*MATERIAL SUPPLIED*.
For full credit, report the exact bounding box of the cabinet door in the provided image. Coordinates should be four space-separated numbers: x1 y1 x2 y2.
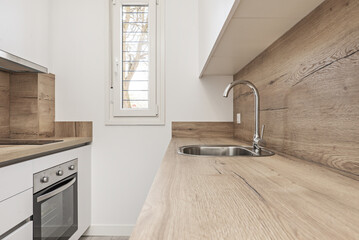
198 0 237 74
70 145 92 240
0 188 33 236
3 221 32 240
0 161 32 202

*HOW TO COMPLETE THIS TASK*. Your task is to repeat the data above exactly while excluding the pictures.

*RESPONSE TO THIS EXERCISE*.
For full credit, report the exact bounding box of the cabinet door in the provided image. Coordinates should be four space-separated numbers: x1 y1 x2 y2.
198 0 237 74
70 145 92 240
0 188 33 236
3 221 32 240
0 161 32 202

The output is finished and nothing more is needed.